→ **ACTIONS TO TAKE**
1. Render the sentence "On Saturday, the price dropped roughly 10% in a single day." from the Bitcoin article into Spanish.
2. Reproduce the passage of the Bitcoin article starting with "What does that" and going on through "any sharp recovery.".

→ **EXCERPTED TEXT**
◆ ◆ ◆ ◆

Bitcoin, the world’s most famous cryptocurrency, tried to move above $78,000 after a tough weekend. It did not hold those gains. Sellers pushed the price back down. A researcher at Galaxy Digital, Alex Thorn, says the latest on‑chain data and the way the market is set up point to more downside risk for Bitcoin.
What does that mean in plain words? On‑chain data is information that lives on the Bitcoin network itself, like where coins move from one address to another. Market structure refers to how buyers and sellers are positioned, including the behavior of big investors and traders. Thorn argues that because momentum is weak (not enough buying pressure), the broader economic picture (macroeconomic uncertainty) is uncertain, and there aren’t clear events or news items (catalysts) that could push prices higher, the chances of more price declines are higher than any sharp recovery.
Downtrend seems to be deepening
In a recent note, Thorn pointed to a sharp sell‑off at the end of January. Bitcoin fell about 15% from January 28 to January 31. The decline picked up speed into the weekend. On Saturday, the price dropped roughly 10% in a single day. This move helped trigger one of the large wave of liquidations seen in the market. A liquidations event happens when traders who bet that prices would rise are forced to close their positions because losses are too big. In this case, more than $2 billion in long positions were liquidated across futures markets.

◆ ◆ ◆ ◆

→ **GIVEN ENTRIES**
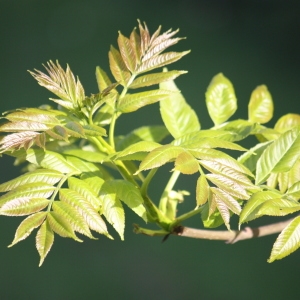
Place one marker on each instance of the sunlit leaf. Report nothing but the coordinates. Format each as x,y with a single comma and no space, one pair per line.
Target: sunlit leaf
23,206
49,160
82,188
29,190
228,185
249,211
44,240
132,102
221,101
186,163
127,52
113,211
60,225
40,175
127,193
73,216
280,156
145,133
260,107
202,190
86,209
143,146
118,67
160,61
155,78
177,115
27,226
287,242
160,156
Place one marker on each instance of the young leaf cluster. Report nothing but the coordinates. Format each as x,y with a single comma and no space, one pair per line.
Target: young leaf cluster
78,174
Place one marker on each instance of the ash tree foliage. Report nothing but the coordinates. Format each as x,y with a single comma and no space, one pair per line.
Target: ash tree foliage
78,175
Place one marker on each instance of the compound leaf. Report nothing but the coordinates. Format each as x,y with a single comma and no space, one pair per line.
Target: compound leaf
221,101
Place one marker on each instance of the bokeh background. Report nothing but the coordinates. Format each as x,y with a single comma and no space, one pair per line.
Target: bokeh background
252,42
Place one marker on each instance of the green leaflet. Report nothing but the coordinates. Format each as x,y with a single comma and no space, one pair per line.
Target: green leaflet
113,211
220,98
260,107
177,115
40,175
250,210
27,226
159,157
28,191
143,146
155,78
145,133
160,61
202,190
83,188
287,122
95,157
118,67
61,226
132,102
48,160
71,214
280,156
127,193
23,206
249,159
44,240
287,242
186,163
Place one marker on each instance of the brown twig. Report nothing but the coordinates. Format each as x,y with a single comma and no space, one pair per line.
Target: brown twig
232,236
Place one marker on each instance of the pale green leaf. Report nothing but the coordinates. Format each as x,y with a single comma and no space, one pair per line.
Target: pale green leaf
280,156
86,209
145,133
287,242
60,225
249,159
40,175
29,190
260,107
228,200
118,67
202,190
127,193
186,163
228,185
132,102
44,241
127,52
159,157
249,211
102,79
160,61
50,160
27,226
155,78
177,115
83,188
114,212
277,207
287,122
73,216
221,101
23,206
143,146
90,156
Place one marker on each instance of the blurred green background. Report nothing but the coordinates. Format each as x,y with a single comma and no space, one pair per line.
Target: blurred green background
251,42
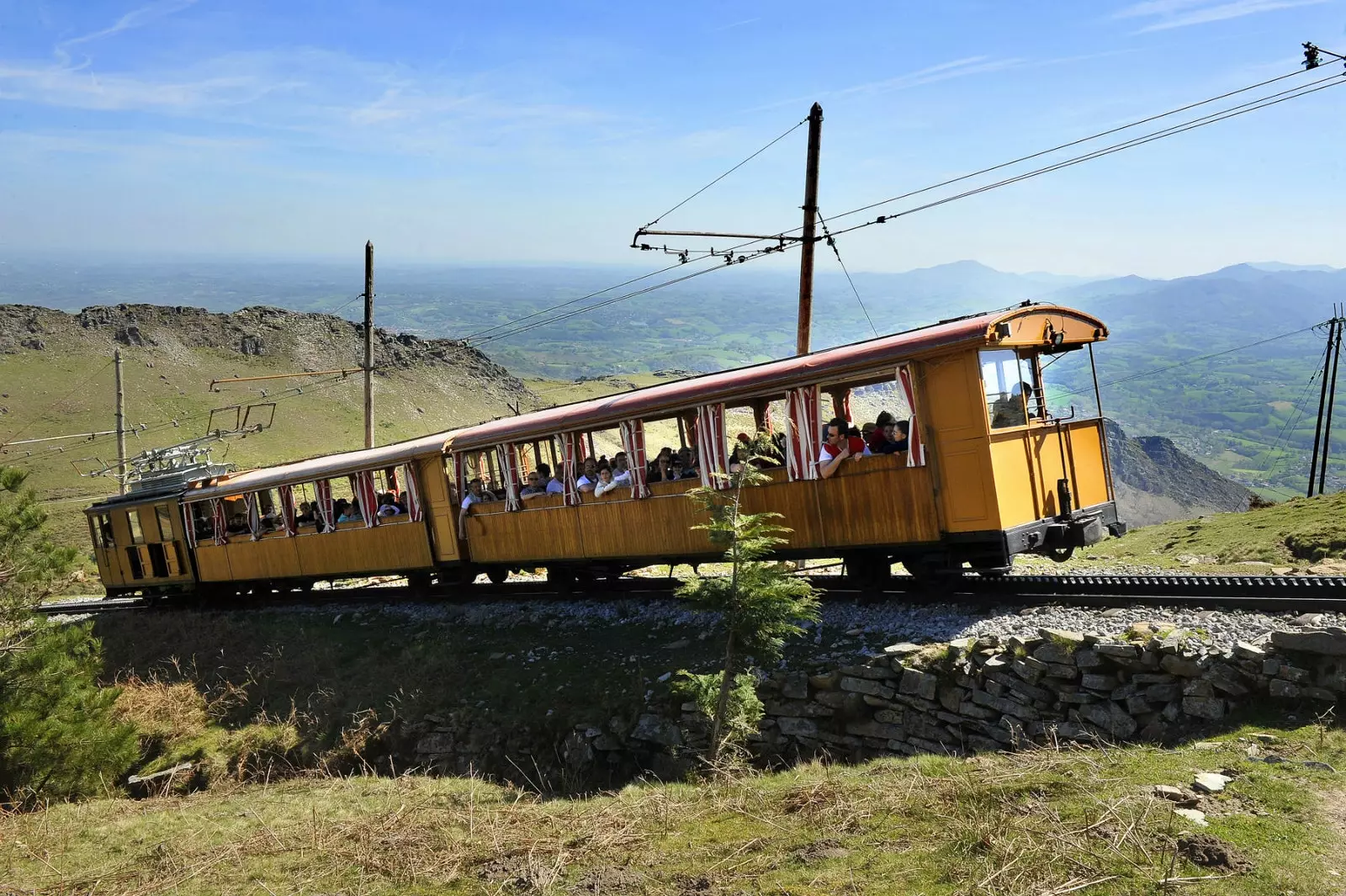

◆ ◆ ◆ ◆

→ **RESULTS BY TASK**
1. El sábado, el precio cayó aproximadamente un 10 % en un solo día.

2.
What does that mean in plain words? On‑chain data is information that lives on the Bitcoin network itself, like where coins move from one address to another. Market structure refers to how buyers and sellers are positioned, including the behavior of big investors and traders. Thorn argues that because momentum is weak (not enough buying pressure), the broader economic picture (macroeconomic uncertainty) is uncertain, and there aren’t clear events or news items (catalysts) that could push prices higher, the chances of more price declines are higher than any sharp recovery.